-- Start Excerpted data --

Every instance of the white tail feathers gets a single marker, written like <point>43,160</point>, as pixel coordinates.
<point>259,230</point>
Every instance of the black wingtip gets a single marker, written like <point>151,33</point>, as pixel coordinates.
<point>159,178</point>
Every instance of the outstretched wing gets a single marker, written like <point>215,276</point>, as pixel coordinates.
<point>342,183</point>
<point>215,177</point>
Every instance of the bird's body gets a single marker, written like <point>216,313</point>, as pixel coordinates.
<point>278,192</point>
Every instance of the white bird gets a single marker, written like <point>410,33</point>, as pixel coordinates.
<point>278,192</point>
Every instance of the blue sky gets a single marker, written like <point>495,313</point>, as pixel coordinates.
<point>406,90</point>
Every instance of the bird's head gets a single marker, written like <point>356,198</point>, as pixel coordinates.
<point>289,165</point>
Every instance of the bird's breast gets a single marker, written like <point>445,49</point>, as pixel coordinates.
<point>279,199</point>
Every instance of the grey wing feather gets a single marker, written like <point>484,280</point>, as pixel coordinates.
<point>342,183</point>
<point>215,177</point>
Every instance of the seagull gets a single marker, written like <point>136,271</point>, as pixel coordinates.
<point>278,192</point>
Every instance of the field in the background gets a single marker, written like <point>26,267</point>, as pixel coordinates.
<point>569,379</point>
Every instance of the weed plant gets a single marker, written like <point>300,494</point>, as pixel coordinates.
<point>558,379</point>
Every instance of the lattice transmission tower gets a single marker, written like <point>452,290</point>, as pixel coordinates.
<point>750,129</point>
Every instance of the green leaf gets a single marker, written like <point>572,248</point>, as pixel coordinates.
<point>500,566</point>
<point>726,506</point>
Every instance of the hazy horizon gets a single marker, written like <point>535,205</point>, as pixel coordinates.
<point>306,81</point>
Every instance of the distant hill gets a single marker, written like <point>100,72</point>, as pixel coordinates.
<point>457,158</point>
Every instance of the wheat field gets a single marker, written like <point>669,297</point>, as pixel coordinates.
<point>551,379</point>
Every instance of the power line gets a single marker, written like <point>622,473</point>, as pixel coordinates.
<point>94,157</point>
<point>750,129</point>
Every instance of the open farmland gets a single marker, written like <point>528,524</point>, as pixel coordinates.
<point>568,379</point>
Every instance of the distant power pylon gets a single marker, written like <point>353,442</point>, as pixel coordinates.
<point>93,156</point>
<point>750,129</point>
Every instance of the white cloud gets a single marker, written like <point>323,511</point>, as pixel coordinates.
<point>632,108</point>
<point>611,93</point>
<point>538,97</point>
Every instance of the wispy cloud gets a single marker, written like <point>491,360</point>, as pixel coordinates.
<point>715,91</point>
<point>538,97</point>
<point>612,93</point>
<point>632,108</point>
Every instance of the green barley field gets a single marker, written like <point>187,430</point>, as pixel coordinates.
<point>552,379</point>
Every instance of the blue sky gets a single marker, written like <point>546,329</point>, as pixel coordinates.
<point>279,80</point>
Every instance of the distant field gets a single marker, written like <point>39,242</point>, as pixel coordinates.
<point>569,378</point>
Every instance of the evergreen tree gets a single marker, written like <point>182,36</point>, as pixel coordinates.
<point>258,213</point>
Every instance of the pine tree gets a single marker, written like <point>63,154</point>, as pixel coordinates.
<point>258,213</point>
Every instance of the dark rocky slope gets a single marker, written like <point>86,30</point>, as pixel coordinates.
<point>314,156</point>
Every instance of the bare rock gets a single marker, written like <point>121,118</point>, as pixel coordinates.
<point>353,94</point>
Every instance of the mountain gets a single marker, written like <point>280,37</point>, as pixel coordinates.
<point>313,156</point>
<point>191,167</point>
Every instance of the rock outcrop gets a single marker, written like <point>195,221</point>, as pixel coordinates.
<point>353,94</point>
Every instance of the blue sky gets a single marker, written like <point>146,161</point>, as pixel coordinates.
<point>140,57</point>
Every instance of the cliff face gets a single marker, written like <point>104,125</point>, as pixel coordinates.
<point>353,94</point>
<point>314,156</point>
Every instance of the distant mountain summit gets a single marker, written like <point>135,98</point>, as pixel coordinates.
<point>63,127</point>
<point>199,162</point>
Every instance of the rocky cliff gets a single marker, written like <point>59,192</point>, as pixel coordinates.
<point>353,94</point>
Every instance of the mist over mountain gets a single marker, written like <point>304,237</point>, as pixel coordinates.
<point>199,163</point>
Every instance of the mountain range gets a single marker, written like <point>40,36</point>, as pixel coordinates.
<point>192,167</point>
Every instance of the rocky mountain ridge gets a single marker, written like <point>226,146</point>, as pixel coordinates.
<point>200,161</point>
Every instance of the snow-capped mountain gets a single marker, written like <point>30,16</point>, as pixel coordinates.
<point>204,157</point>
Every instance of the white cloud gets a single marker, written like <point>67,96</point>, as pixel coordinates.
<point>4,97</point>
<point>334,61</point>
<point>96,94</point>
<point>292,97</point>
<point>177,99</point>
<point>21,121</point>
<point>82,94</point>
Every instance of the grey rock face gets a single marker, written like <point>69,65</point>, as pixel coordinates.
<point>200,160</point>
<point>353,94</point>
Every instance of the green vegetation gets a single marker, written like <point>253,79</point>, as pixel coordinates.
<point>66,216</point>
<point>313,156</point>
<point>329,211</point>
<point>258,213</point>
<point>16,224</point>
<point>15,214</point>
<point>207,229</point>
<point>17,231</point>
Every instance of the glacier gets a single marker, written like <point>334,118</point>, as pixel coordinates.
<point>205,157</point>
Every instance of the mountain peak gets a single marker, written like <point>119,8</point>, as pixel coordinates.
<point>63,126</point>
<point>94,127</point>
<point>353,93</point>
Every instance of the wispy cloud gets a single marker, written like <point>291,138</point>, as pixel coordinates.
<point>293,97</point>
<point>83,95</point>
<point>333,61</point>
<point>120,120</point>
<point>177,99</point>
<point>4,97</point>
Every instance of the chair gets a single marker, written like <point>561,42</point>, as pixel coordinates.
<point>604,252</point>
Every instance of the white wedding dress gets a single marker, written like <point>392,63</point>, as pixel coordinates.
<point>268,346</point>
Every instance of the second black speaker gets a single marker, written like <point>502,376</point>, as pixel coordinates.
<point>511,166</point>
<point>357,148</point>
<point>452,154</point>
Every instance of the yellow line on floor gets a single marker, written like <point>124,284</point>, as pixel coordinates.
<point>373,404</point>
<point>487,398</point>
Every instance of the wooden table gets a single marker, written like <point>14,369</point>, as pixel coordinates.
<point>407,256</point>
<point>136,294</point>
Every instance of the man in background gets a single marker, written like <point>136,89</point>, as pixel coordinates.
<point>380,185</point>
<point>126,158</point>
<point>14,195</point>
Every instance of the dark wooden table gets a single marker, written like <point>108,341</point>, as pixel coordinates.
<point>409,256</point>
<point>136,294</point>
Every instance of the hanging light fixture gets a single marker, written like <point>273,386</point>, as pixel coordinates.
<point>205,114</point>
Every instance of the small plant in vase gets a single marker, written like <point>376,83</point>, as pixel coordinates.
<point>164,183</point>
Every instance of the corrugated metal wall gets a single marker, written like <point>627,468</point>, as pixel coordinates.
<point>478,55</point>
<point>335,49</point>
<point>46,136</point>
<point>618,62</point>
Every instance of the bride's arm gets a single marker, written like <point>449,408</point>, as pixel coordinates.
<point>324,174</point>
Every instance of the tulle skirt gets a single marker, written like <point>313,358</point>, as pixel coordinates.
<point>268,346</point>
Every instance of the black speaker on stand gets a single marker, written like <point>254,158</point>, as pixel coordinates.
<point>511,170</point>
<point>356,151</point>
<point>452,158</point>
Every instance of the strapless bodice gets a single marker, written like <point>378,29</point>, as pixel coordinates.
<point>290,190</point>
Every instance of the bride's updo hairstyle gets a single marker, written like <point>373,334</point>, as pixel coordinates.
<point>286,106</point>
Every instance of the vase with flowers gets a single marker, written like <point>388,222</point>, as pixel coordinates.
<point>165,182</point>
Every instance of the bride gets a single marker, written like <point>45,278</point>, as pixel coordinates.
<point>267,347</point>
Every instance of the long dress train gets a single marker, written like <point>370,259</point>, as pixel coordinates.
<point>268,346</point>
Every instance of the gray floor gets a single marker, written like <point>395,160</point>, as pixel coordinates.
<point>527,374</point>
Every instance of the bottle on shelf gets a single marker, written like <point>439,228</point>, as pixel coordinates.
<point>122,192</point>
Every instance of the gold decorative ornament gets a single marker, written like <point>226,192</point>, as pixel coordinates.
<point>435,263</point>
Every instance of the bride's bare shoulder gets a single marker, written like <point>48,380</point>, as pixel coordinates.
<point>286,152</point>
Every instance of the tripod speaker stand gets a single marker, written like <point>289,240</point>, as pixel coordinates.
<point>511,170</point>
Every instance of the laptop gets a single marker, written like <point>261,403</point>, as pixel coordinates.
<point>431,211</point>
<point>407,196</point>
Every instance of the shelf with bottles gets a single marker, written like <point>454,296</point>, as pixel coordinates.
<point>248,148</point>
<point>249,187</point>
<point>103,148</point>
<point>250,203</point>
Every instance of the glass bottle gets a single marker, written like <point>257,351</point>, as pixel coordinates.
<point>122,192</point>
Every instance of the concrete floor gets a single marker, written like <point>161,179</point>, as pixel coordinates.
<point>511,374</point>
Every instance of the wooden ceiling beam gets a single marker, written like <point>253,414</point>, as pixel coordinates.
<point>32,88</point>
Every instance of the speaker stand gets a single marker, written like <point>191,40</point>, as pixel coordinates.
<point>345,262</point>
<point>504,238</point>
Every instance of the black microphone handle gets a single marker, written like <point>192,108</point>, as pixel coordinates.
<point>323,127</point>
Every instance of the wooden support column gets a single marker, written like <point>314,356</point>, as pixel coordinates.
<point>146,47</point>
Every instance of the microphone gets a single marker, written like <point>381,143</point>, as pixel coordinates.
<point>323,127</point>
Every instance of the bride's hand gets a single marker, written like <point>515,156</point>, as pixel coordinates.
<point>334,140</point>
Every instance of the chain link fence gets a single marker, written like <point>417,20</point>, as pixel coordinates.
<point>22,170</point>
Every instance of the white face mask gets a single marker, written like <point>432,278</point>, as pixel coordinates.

-- End Excerpted data --

Directions for this task
Rewrite the records above as a numbered list, from their first line through the line with "<point>279,199</point>", and leave out any blank lines.

Exercise response
1. Every instance of the white tail feathers gets a single marker, written like <point>43,160</point>, as pixel coordinates.
2. <point>259,230</point>
3. Every instance of the black wingtip gets a single marker, written like <point>151,33</point>, as pixel coordinates.
4. <point>159,178</point>
5. Every instance of the outstretched wing gets a single marker, written like <point>215,276</point>, as pixel coordinates.
6. <point>342,183</point>
7. <point>215,177</point>
8. Every instance of the bird's body gets a single marker, written like <point>216,313</point>, as pixel coordinates.
9. <point>278,192</point>
10. Every instance of the white bird gets a single marker, written like <point>410,33</point>, as pixel coordinates.
11. <point>278,192</point>
12. Every instance of the blue sky gets a single marker, written like <point>495,313</point>, as pixel coordinates.
13. <point>406,90</point>
14. Every instance of the bird's head gets a single marker, written like <point>356,198</point>, as pixel coordinates.
15. <point>289,165</point>
16. Every instance of the bird's breast gets a single marker, written like <point>445,49</point>, as pixel coordinates.
17. <point>279,199</point>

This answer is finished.